Excerpted text >>
Act current to 2022-11-16 and last amended on 2022-09-01. Previous Versions

PART IIBankruptcy Orders and Assignments (continued)

Application for Bankruptcy Order

Marginal note:Bankruptcy application

  •  (1) Subject to this section, one or more creditors may file in court an application for a bankruptcy order against a debtor if it is alleged in the application that

    • (a) the debt or debts owing to the applicant creditor or creditors amount to one thousand dollars; and

    • (b) the debtor has committed an act of bankruptcy within the six months preceding the filing of the application.

  • Marginal note:If applicant creditor is a secured creditor

    (2) If the applicant creditor referred to in subsection (1) is a secured creditor, they shall in their application either state that they are willing to give up their security for the benefit of the creditors, in the event of a bankruptcy order being made against the debtor, or give an estimate of the value of the applicant creditor’s security, and in the latter case they may be admitted as an applicant creditor to the extent of the balance of the debt due to them after deducting the value so estimated, in the same manner as if they were an unsecured creditor.

  • Marginal note:Affidavit

    (3) The application shall be verified by affidavit of the applicant or by someone duly authorized on their behalf having personal knowledge of the facts alleged in the application.

  • Marginal note:Consolidation of applications

    (4) If two or more applications are filed against the same debtor or against joint debtors, the court may consolidate the proceedings or any of them on any terms that the court thinks fit.

  • Marginal note:Place of filing

    (5) The application shall be filed in the court having jurisdiction in the judicial district of the locality of the debtor.

  • Marginal note:Proof of facts, etc.

    (6) At the hearing of the application, the court shall require proof of the facts alleged in the application and of the service of the application, and, if satisfied with the proof, may make a bankruptcy order.

  • Marginal note:Dismissal of application

    (7) If the court is not satisfied with the proof of the facts alleged in the application or of the service of the application, or is satisfied by the debtor that the debtor is able to pay their debts, or that for other sufficient cause no order ought to be made, it shall dismiss the application.

  • Marginal note:Dismissal with respect to some respondents only

    (8) If there are more respondents than one to an application, the court may dismiss the application with respect to one or more of them, without prejudice to the effect of the application as against the other or others of them.

  • Marginal note:Appointment of trustee

    (9) On a bankruptcy order being made, the court shall appoint a licensed trustee as trustee of the property of the bankrupt, having regard, as far as the court considers just, to the wishes of the creditors.

  • Marginal note:Stay of proceedings if facts denied

    (10) If the debtor appears at the hearing of the application and denies the truth of the facts alleged in the application, the court may, instead of dismissing the application, stay all proceedings on the application on any terms that it may see fit to impose on the applicant as to costs or on the debtor to prevent alienation of the debtor’s property and for any period of time that may be required for trial of the issue relating to the disputed facts.

  • Marginal note:Stay of proceedings for other reasons

    (11) The court may for other sufficient reason make an order staying the proceedings under an application, either altogether or for a limited time, on any terms and subject to any conditions that the court may think just.

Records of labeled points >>
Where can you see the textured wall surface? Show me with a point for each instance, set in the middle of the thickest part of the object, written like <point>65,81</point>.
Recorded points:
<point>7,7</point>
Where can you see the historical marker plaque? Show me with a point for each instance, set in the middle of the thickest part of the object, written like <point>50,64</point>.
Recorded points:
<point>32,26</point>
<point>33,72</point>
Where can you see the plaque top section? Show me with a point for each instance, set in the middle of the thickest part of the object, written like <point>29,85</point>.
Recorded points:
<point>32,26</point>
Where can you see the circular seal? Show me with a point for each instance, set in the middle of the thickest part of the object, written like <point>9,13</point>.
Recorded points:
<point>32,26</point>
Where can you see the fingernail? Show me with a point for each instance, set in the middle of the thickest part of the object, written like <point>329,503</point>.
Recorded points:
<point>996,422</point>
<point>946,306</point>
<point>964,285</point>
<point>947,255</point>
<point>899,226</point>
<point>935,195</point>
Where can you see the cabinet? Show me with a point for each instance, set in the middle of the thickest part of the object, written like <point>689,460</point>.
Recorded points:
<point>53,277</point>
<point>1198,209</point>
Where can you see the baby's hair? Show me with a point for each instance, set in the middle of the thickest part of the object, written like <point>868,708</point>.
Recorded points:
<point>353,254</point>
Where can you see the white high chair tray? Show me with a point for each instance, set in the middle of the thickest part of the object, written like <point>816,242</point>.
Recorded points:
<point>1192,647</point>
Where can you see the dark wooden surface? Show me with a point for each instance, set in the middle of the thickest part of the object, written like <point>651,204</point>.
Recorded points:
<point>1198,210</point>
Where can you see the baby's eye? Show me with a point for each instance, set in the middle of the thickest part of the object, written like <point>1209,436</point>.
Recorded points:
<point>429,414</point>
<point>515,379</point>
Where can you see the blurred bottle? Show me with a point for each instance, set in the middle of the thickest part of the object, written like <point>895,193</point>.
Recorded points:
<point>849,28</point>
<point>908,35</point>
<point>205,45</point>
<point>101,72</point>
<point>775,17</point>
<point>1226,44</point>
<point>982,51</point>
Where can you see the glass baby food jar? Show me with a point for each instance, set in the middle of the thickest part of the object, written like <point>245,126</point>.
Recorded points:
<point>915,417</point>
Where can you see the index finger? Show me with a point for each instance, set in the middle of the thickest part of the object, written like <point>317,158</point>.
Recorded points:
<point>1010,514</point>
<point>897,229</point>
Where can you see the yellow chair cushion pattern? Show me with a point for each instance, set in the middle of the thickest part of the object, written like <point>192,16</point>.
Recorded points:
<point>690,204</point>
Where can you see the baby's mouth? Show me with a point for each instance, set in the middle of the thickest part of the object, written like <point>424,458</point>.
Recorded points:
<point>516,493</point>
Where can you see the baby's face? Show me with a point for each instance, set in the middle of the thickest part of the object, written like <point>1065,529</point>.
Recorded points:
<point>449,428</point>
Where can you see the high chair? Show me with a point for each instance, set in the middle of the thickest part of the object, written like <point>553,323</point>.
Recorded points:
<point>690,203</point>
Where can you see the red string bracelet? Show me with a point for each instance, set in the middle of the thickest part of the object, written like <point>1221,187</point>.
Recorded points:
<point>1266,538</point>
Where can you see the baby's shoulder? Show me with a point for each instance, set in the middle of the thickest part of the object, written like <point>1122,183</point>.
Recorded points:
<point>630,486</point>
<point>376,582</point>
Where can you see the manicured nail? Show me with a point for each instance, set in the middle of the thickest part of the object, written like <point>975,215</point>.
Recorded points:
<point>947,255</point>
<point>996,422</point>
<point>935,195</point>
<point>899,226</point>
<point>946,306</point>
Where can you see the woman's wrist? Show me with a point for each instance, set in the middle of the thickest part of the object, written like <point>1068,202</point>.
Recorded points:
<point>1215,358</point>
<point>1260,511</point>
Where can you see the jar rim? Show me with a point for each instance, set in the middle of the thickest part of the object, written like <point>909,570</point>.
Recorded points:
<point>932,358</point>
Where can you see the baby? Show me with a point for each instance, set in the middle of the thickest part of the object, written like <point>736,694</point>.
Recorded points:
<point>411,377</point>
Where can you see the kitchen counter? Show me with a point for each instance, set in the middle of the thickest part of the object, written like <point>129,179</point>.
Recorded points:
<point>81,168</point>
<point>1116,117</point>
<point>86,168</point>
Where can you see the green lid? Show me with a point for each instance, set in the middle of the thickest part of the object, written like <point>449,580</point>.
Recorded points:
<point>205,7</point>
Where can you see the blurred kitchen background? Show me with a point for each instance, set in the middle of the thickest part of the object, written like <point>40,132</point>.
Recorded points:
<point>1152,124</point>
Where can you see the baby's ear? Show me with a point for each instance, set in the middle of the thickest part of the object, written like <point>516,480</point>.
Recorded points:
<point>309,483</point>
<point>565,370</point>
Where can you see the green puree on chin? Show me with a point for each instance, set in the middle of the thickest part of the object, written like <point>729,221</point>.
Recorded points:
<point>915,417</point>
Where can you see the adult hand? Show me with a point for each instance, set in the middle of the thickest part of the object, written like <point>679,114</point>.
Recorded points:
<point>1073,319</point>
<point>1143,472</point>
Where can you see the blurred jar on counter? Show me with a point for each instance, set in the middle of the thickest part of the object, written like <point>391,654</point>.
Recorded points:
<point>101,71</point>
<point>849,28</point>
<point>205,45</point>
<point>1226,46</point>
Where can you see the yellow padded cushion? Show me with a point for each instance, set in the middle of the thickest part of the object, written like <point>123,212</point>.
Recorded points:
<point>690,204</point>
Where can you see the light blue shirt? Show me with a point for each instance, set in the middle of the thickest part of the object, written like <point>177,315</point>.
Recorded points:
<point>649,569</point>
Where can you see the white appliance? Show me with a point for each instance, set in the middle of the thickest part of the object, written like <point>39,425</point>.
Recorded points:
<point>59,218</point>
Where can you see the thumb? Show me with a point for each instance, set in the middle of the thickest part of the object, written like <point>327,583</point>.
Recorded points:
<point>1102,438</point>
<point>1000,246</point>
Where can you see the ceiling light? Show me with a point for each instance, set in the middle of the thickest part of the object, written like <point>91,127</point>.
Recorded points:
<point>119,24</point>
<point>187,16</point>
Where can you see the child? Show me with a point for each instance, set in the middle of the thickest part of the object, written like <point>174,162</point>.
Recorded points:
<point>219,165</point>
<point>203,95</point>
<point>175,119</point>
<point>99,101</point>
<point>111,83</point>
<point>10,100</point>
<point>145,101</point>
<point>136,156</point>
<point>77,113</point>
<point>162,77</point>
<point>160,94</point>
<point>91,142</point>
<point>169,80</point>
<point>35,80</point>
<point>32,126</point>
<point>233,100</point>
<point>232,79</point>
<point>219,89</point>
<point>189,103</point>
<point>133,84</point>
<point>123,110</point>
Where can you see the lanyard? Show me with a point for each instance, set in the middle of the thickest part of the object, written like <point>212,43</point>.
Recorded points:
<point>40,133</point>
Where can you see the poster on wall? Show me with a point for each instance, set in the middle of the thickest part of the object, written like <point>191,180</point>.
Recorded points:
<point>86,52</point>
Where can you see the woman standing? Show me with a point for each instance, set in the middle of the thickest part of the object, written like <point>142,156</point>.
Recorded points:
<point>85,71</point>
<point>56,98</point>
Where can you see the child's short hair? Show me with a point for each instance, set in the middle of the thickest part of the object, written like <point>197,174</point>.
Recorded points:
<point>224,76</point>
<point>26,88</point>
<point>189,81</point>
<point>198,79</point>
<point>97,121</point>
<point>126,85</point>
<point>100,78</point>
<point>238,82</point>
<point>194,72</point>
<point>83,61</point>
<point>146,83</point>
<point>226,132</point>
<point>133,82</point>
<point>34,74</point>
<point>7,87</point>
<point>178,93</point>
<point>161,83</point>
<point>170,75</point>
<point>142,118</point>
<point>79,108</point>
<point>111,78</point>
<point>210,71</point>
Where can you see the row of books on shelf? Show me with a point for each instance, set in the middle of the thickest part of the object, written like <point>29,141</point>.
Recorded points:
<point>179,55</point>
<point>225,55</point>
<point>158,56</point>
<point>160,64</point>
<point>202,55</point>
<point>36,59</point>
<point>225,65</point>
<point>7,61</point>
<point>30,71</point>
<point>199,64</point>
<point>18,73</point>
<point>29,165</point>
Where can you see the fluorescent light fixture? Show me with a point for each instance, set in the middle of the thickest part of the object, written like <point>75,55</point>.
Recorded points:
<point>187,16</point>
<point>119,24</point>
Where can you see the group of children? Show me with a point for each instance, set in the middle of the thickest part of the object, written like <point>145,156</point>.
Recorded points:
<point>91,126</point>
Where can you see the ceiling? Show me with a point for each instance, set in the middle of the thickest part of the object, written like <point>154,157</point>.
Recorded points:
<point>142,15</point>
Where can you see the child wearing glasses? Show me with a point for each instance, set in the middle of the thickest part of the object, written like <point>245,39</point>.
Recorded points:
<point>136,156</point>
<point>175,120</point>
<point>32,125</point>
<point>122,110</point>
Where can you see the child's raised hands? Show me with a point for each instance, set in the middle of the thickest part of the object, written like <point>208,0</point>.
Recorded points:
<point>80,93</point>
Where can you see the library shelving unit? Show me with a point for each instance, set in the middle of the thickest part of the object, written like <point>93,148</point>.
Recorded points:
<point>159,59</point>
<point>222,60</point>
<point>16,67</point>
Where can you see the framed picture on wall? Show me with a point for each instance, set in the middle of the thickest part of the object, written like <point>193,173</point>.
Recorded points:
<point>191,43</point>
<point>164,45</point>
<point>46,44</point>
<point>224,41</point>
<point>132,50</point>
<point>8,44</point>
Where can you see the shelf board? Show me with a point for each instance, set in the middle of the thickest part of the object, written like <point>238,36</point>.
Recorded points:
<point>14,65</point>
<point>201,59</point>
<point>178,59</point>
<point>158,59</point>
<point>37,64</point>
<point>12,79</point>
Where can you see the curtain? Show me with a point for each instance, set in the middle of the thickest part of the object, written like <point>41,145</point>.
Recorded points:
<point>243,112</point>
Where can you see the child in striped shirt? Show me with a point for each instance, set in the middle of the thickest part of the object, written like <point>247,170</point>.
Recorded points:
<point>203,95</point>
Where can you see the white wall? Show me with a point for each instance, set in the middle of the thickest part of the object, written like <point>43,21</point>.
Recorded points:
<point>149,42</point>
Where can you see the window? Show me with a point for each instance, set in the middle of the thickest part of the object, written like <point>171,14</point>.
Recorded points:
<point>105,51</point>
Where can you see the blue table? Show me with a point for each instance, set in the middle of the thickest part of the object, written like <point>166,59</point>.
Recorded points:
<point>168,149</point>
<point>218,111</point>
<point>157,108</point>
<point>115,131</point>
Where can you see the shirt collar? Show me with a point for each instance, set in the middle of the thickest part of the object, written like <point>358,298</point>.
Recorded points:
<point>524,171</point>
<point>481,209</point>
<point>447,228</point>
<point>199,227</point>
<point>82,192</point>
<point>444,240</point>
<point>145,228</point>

Goals >>
#1 In the bankruptcy application provisions, the subsection under the marginal note "Dismissal of application" sets out the circumstances in which the court shall dismiss the application. List each of those circumstances.
#2 Extract from the bankruptcy application provisions the passage from "(3) The application shall" up to and including "in the application.", word for word.

Worked answers >>
#1
- The court is not satisfied with the proof of the facts alleged in the application.
- The court is not satisfied with the proof of the service of the application.
- The court is satisfied by the debtor that the debtor is able to pay their debts.
- The court is satisfied by the debtor that for other sufficient cause no order ought to be made.

#2
(3) The application shall be verified by affidavit of the applicant or by someone duly authorized on their behalf having personal knowledge of the facts alleged in the application.